Working data below:

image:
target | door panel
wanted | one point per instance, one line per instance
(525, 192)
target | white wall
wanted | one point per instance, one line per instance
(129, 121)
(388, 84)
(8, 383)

End of Working data.

» Work required:
Extract every record and return it verbatim.

» Output below:
image:
target | door panel
wanted | one point per instance, one line per instance
(525, 192)
target | white wall
wanted | one point per instance, one line per instance
(129, 121)
(388, 84)
(8, 383)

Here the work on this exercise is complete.